> Tarea asignada A: En la reseña sobre Roland Emmerich, ¿qué película se califica de secuela tardía e indefendible?
> Tarea asignada B: Extrae de la reseña sobre Roland Emmerich el fragmento comprendido entre "EL DÍA DE LA" y "tardía e indefendible.", ambos incluidos.
> Tarea asignada C: ¿Qué títulos de películas se nombran en el cuerpo de la reseña sobre Roland Emmerich?

> Fragmento:
_ _ _ _
EL DÍA DE LA INDEPENDENCIA DESPUÉS DE MAÑANA
Posiblemente a partir del insólito éxito de Día de la Independencia, Roland Emmerich se convenció de que estaba destinado a ser el rey del cine de desastre hollywoodense. Para eso hay que tener un gran ego, algo que al realizador le sobra, si tomamos en cuenta sus declaraciones en diversas entrevistas. Además, se necesita vocación creativa y cierta devoción por el género, y también algo de eso ha mostrado Emmerich, aunque con numerosos altibajos. Es que El día después de mañana tiene un relato sólido y eficaz; El ataque es una grasada tan autoconsciente como disfrutable; y la primera hora de 2012 funciona casi a la perfección. Por el contrario, Godzilla es por momentos inmirable; la segunda mitad de 2012 y Midway exhiben unos cuantos problemas; y mejor ni hablar de Día de la Independencia: contraataque, esa secuela tardía e indefendible.
_ _ _ _
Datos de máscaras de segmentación
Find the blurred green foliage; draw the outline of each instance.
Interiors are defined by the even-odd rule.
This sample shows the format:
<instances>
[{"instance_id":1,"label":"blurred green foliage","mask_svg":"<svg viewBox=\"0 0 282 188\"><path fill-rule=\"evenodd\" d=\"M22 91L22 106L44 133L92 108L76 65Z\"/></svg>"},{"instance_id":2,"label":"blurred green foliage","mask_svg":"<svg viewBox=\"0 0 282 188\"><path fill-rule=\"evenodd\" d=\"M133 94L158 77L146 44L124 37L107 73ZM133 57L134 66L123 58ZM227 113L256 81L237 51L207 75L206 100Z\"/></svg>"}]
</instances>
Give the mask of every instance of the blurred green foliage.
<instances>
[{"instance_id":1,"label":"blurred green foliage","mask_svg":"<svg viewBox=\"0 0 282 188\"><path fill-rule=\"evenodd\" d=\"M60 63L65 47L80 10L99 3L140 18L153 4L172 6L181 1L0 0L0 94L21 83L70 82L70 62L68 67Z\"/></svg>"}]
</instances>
_ _ _ _
> Respuesta A: Día de la Independencia: contraataque

> Respuesta B:
EL DÍA DE LA INDEPENDENCIA DESPUÉS DE MAÑANA
Posiblemente a partir del insólito éxito de Día de la Independencia, Roland Emmerich se convenció de que estaba destinado a ser el rey del cine de desastre hollywoodense. Para eso hay que tener un gran ego, algo que al realizador le sobra, si tomamos en cuenta sus declaraciones en diversas entrevistas. Además, se necesita vocación creativa y cierta devoción por el género, y también algo de eso ha mostrado Emmerich, aunque con numerosos altibajos. Es que El día después de mañana tiene un relato sólido y eficaz; El ataque es una grasada tan autoconsciente como disfrutable; y la primera hora de 2012 funciona casi a la perfección. Por el contrario, Godzilla es por momentos inmirable; la segunda mitad de 2012 y Midway exhiben unos cuantos problemas; y mejor ni hablar de Día de la Independencia: contraataque, esa secuela tardía e indefendible.

> Respuesta C:
Día de la Independencia
El día después de mañana
El ataque
2012
Godzilla
Midway
Día de la Independencia: contraataque